▸ **Request**
Pick out every line in the records below that contains the word "white" and copy each one.

::: Record extracts :::

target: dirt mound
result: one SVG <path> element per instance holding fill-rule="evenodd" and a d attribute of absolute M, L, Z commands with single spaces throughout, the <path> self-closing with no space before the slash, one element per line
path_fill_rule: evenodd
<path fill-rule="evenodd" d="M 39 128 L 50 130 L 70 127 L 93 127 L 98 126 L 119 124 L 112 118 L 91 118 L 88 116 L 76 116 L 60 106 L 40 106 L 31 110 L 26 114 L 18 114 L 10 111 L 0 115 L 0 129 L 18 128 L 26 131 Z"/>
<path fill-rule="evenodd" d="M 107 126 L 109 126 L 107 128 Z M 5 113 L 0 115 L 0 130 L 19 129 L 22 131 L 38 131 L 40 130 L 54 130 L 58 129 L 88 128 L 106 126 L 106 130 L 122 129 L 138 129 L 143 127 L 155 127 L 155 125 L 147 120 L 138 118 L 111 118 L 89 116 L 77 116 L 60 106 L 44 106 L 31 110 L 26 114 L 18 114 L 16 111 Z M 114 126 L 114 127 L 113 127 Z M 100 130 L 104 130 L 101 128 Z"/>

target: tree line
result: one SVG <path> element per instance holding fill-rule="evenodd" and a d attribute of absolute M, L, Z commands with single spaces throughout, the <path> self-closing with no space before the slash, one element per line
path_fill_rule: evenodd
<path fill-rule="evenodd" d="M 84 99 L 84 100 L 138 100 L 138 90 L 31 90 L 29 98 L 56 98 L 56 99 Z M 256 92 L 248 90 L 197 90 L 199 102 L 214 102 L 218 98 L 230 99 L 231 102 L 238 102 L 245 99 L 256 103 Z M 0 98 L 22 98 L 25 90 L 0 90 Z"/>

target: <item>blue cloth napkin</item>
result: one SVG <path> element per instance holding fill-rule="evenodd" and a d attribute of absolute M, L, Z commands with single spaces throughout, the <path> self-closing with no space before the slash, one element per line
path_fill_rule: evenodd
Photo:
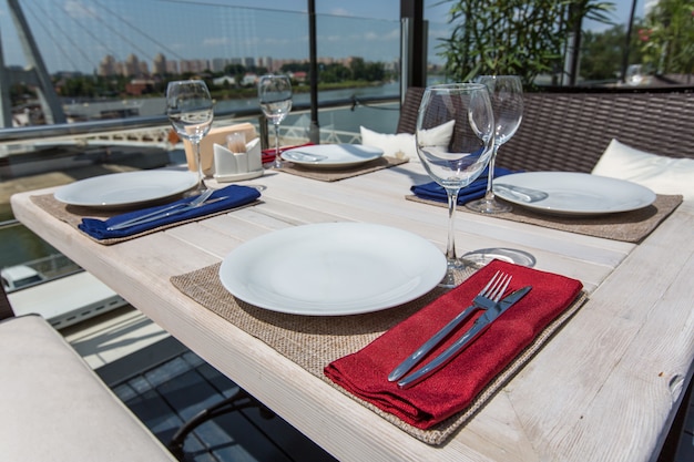
<path fill-rule="evenodd" d="M 129 212 L 126 214 L 113 216 L 106 220 L 95 218 L 82 218 L 82 223 L 78 225 L 78 227 L 84 233 L 94 237 L 95 239 L 127 237 L 163 225 L 170 225 L 176 222 L 185 222 L 186 219 L 197 218 L 201 216 L 214 214 L 216 212 L 222 212 L 228 208 L 249 204 L 253 201 L 257 199 L 261 193 L 254 187 L 231 185 L 212 193 L 212 195 L 207 199 L 207 202 L 211 202 L 210 204 L 201 205 L 200 207 L 194 207 L 183 213 L 163 217 L 154 222 L 133 225 L 123 229 L 108 229 L 109 226 L 116 225 L 119 223 L 149 214 L 157 209 L 166 208 L 172 204 L 186 204 L 193 201 L 195 197 L 185 197 L 172 204 L 159 205 L 156 207 L 149 207 L 135 212 Z M 218 201 L 214 201 L 215 198 Z"/>
<path fill-rule="evenodd" d="M 458 205 L 463 205 L 470 201 L 477 201 L 484 197 L 484 193 L 487 193 L 488 172 L 489 170 L 484 168 L 476 181 L 460 189 L 460 193 L 458 193 Z M 503 167 L 494 167 L 494 178 L 509 175 L 511 173 L 514 172 Z M 423 185 L 415 185 L 410 188 L 410 191 L 417 197 L 422 199 L 448 202 L 448 194 L 446 193 L 446 189 L 436 182 L 426 183 Z"/>

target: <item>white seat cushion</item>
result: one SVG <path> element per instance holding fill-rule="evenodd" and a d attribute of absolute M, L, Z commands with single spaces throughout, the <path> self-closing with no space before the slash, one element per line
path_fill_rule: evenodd
<path fill-rule="evenodd" d="M 627 179 L 656 194 L 681 194 L 694 199 L 694 160 L 639 151 L 612 140 L 593 167 L 593 175 Z"/>
<path fill-rule="evenodd" d="M 421 142 L 428 146 L 448 146 L 453 136 L 456 121 L 448 121 L 439 126 L 420 131 Z M 379 147 L 384 155 L 396 158 L 409 158 L 419 161 L 417 155 L 417 140 L 411 133 L 398 133 L 396 135 L 374 132 L 360 126 L 361 144 L 365 146 Z"/>
<path fill-rule="evenodd" d="M 0 322 L 0 460 L 175 461 L 43 318 Z"/>

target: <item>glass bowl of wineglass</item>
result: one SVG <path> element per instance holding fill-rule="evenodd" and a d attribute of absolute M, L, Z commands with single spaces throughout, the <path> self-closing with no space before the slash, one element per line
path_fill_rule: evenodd
<path fill-rule="evenodd" d="M 494 164 L 499 147 L 511 140 L 523 117 L 523 85 L 518 75 L 479 75 L 474 81 L 489 89 L 491 107 L 494 111 L 494 151 L 489 161 L 484 197 L 467 203 L 466 207 L 482 214 L 511 212 L 510 204 L 499 202 L 494 196 Z"/>
<path fill-rule="evenodd" d="M 279 124 L 292 111 L 292 81 L 287 75 L 263 75 L 258 81 L 258 100 L 263 114 L 275 126 L 275 168 L 282 167 Z"/>
<path fill-rule="evenodd" d="M 429 135 L 429 131 L 450 121 L 455 121 L 455 126 L 448 144 Z M 441 286 L 455 287 L 457 273 L 469 267 L 456 256 L 458 194 L 460 188 L 477 179 L 493 152 L 494 116 L 487 86 L 452 83 L 427 88 L 419 106 L 415 137 L 425 170 L 448 195 L 448 271 Z"/>
<path fill-rule="evenodd" d="M 203 163 L 200 142 L 210 132 L 214 110 L 207 85 L 202 80 L 178 80 L 169 82 L 166 88 L 166 114 L 176 133 L 191 142 L 197 167 L 197 186 L 191 195 L 203 193 Z"/>

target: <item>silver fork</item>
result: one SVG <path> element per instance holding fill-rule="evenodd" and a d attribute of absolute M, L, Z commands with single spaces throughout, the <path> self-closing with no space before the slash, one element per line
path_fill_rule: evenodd
<path fill-rule="evenodd" d="M 126 219 L 125 222 L 121 222 L 119 224 L 109 226 L 106 229 L 108 230 L 123 229 L 123 228 L 126 228 L 126 227 L 135 225 L 135 224 L 150 222 L 150 220 L 152 220 L 153 217 L 169 216 L 169 214 L 172 213 L 171 211 L 176 211 L 176 213 L 177 213 L 178 211 L 184 211 L 184 209 L 187 211 L 188 208 L 195 208 L 195 207 L 197 207 L 200 205 L 203 205 L 205 203 L 205 201 L 207 201 L 207 198 L 210 198 L 212 193 L 214 193 L 214 189 L 207 188 L 207 189 L 205 189 L 204 193 L 202 193 L 200 196 L 195 197 L 191 202 L 172 204 L 169 207 L 160 208 L 159 211 L 154 211 L 154 212 L 151 212 L 149 214 L 140 215 L 137 217 L 134 217 L 134 218 L 131 218 L 131 219 Z"/>
<path fill-rule="evenodd" d="M 487 285 L 480 290 L 480 292 L 472 300 L 472 305 L 460 311 L 458 316 L 451 319 L 441 330 L 436 332 L 433 337 L 427 340 L 421 347 L 405 359 L 397 368 L 395 368 L 388 374 L 388 381 L 395 382 L 404 377 L 415 366 L 422 360 L 422 358 L 436 348 L 450 332 L 456 330 L 458 326 L 462 324 L 472 312 L 478 309 L 488 309 L 497 305 L 501 297 L 506 292 L 511 281 L 511 276 L 506 273 L 497 271 Z"/>

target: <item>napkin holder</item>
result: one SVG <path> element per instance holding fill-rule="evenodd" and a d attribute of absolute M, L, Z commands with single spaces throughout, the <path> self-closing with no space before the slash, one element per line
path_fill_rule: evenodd
<path fill-rule="evenodd" d="M 212 175 L 214 173 L 214 145 L 226 144 L 227 136 L 233 133 L 243 133 L 246 140 L 253 140 L 257 136 L 255 126 L 247 122 L 212 129 L 200 142 L 200 157 L 205 175 Z M 193 145 L 190 141 L 183 140 L 183 147 L 185 150 L 188 170 L 191 172 L 197 172 Z"/>
<path fill-rule="evenodd" d="M 246 152 L 235 153 L 216 143 L 213 148 L 214 178 L 218 183 L 238 182 L 263 175 L 259 138 L 246 143 Z"/>

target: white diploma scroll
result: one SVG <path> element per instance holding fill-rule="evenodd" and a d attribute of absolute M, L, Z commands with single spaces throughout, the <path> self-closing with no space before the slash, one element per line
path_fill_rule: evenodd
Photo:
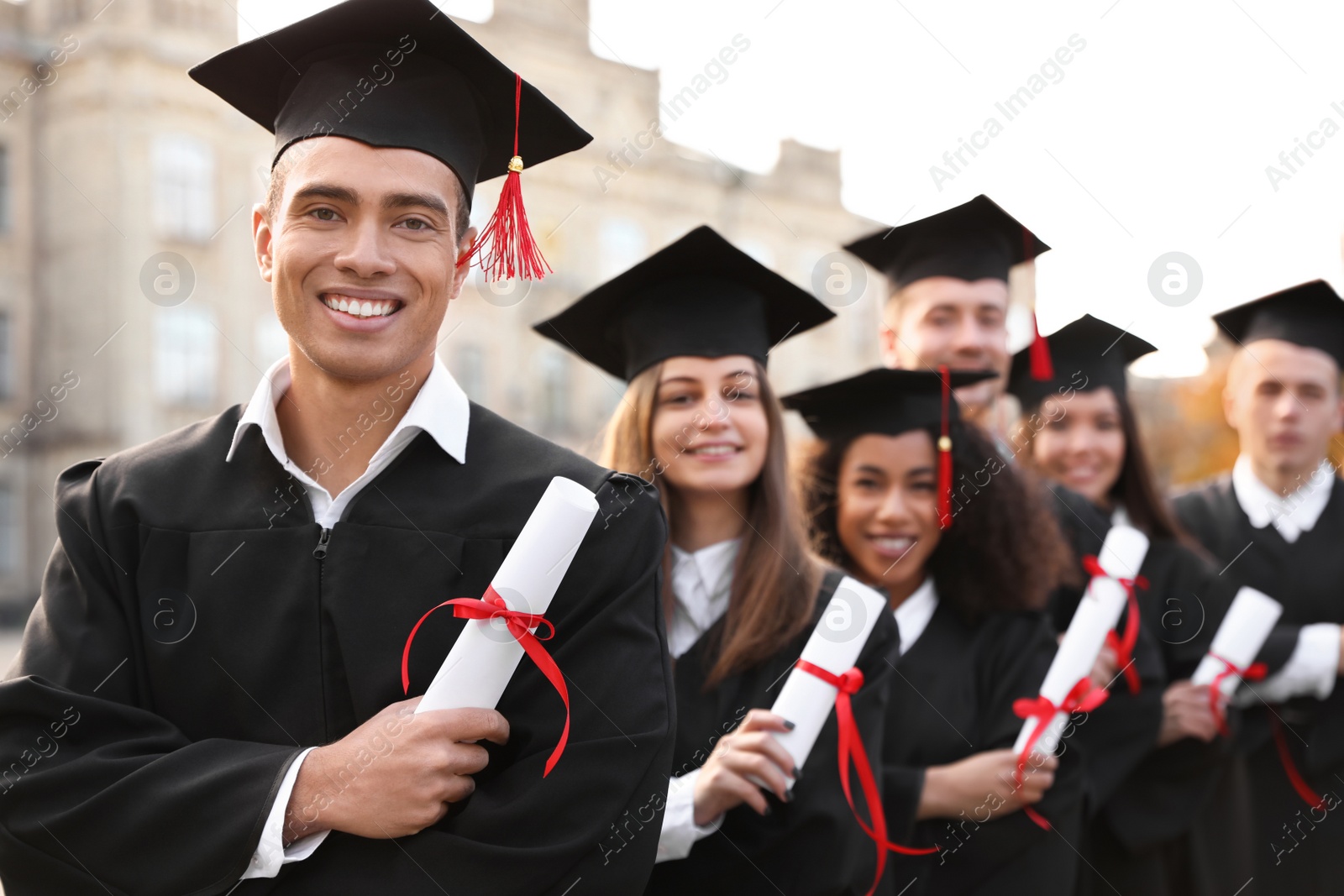
<path fill-rule="evenodd" d="M 831 603 L 812 630 L 801 658 L 836 676 L 844 674 L 859 660 L 863 645 L 872 634 L 872 626 L 883 613 L 891 613 L 884 596 L 845 576 L 836 586 Z M 793 756 L 796 767 L 801 768 L 808 762 L 808 754 L 827 724 L 839 693 L 833 685 L 802 669 L 793 669 L 785 678 L 770 712 L 784 716 L 794 725 L 793 731 L 777 732 L 774 736 Z M 792 775 L 789 786 L 793 786 Z"/>
<path fill-rule="evenodd" d="M 1087 591 L 1078 602 L 1078 610 L 1074 611 L 1074 618 L 1068 623 L 1068 631 L 1064 633 L 1064 639 L 1059 642 L 1059 650 L 1050 664 L 1050 672 L 1040 682 L 1040 696 L 1059 705 L 1079 678 L 1091 674 L 1097 656 L 1106 642 L 1106 633 L 1116 627 L 1116 622 L 1120 621 L 1120 614 L 1124 613 L 1129 600 L 1129 592 L 1117 579 L 1137 578 L 1146 553 L 1148 536 L 1138 529 L 1114 525 L 1106 533 L 1106 540 L 1097 557 L 1101 562 L 1101 568 L 1106 571 L 1106 576 L 1093 576 L 1087 584 Z M 1054 755 L 1067 724 L 1068 713 L 1056 712 L 1050 727 L 1034 744 L 1032 752 L 1039 752 L 1042 756 Z M 1035 719 L 1023 721 L 1017 743 L 1013 744 L 1013 752 L 1021 755 L 1035 729 Z"/>
<path fill-rule="evenodd" d="M 1232 606 L 1227 609 L 1227 615 L 1223 617 L 1223 623 L 1214 634 L 1212 643 L 1208 645 L 1208 653 L 1199 661 L 1195 674 L 1191 676 L 1191 684 L 1211 685 L 1214 678 L 1227 668 L 1214 654 L 1227 660 L 1238 669 L 1246 669 L 1255 662 L 1255 654 L 1265 645 L 1265 639 L 1269 638 L 1269 633 L 1278 623 L 1278 617 L 1282 613 L 1284 604 L 1263 591 L 1246 587 L 1238 591 Z M 1241 681 L 1235 674 L 1224 676 L 1218 682 L 1218 688 L 1231 697 Z"/>
<path fill-rule="evenodd" d="M 491 583 L 511 610 L 546 613 L 597 510 L 586 488 L 560 476 L 551 480 Z M 503 619 L 469 621 L 415 712 L 493 709 L 521 658 L 523 645 Z"/>

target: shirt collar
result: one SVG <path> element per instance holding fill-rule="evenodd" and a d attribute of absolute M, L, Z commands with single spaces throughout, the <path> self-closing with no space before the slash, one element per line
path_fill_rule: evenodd
<path fill-rule="evenodd" d="M 1239 455 L 1232 465 L 1232 493 L 1246 519 L 1257 529 L 1273 524 L 1288 541 L 1296 541 L 1316 525 L 1331 501 L 1333 485 L 1335 467 L 1329 459 L 1322 459 L 1310 480 L 1286 496 L 1259 481 L 1247 455 Z"/>
<path fill-rule="evenodd" d="M 699 551 L 683 551 L 672 545 L 676 600 L 702 631 L 718 622 L 727 610 L 732 563 L 741 544 L 742 539 L 728 539 Z"/>
<path fill-rule="evenodd" d="M 915 592 L 900 602 L 900 606 L 892 610 L 896 617 L 896 627 L 900 629 L 900 656 L 905 656 L 910 647 L 915 646 L 915 641 L 923 634 L 923 630 L 929 626 L 929 619 L 933 618 L 933 611 L 938 609 L 938 592 L 933 587 L 933 576 L 925 576 L 925 580 L 915 588 Z"/>
<path fill-rule="evenodd" d="M 281 466 L 285 465 L 289 455 L 285 453 L 285 439 L 280 431 L 280 418 L 276 416 L 276 404 L 292 382 L 288 356 L 281 357 L 266 368 L 266 372 L 261 376 L 261 382 L 257 383 L 257 388 L 253 391 L 251 399 L 247 402 L 247 407 L 243 408 L 242 416 L 238 418 L 238 424 L 234 427 L 234 439 L 228 445 L 228 454 L 224 455 L 226 462 L 233 459 L 234 450 L 238 447 L 238 442 L 242 441 L 243 430 L 255 424 L 261 427 L 262 438 L 266 439 L 270 453 Z M 425 377 L 425 383 L 415 394 L 415 398 L 411 399 L 406 414 L 402 415 L 396 427 L 378 447 L 378 453 L 374 457 L 376 458 L 379 453 L 390 450 L 391 446 L 398 443 L 398 439 L 410 438 L 402 435 L 403 430 L 411 431 L 411 435 L 415 431 L 425 431 L 453 459 L 458 463 L 466 463 L 466 427 L 469 419 L 470 402 L 466 399 L 466 392 L 457 384 L 453 375 L 448 372 L 444 359 L 435 352 L 434 365 L 430 368 L 429 376 Z"/>

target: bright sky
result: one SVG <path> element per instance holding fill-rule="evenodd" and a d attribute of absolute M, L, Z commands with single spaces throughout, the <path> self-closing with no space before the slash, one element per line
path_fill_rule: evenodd
<path fill-rule="evenodd" d="M 239 38 L 328 5 L 241 0 Z M 484 20 L 493 4 L 439 5 Z M 1042 330 L 1085 312 L 1129 326 L 1164 349 L 1145 372 L 1198 372 L 1214 312 L 1316 277 L 1344 293 L 1344 4 L 590 7 L 593 51 L 660 69 L 665 98 L 737 35 L 750 42 L 665 129 L 671 140 L 754 171 L 786 137 L 841 149 L 845 204 L 891 224 L 988 193 L 1054 247 L 1038 262 Z M 1019 89 L 1031 99 L 996 105 Z M 943 154 L 958 149 L 953 168 Z M 1164 304 L 1149 271 L 1173 251 L 1203 285 Z"/>

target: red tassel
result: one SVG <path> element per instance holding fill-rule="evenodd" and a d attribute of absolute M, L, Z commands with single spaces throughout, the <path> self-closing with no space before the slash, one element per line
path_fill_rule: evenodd
<path fill-rule="evenodd" d="M 952 437 L 948 435 L 952 386 L 946 364 L 938 365 L 938 377 L 942 380 L 942 433 L 938 437 L 938 528 L 946 529 L 952 525 Z"/>
<path fill-rule="evenodd" d="M 523 207 L 523 159 L 517 154 L 517 120 L 523 103 L 523 77 L 513 74 L 513 159 L 508 163 L 508 177 L 500 191 L 500 201 L 495 214 L 481 228 L 472 244 L 472 251 L 458 259 L 458 266 L 470 263 L 480 257 L 481 270 L 487 281 L 542 279 L 551 273 L 551 266 L 542 257 L 542 249 L 532 238 L 527 223 L 527 210 Z"/>
<path fill-rule="evenodd" d="M 1043 382 L 1055 379 L 1055 364 L 1050 360 L 1050 343 L 1040 334 L 1036 325 L 1036 312 L 1031 313 L 1031 379 Z"/>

:::

▸ **Problem solution**
target: <item>white seat cushion</item>
target: white diploma scroll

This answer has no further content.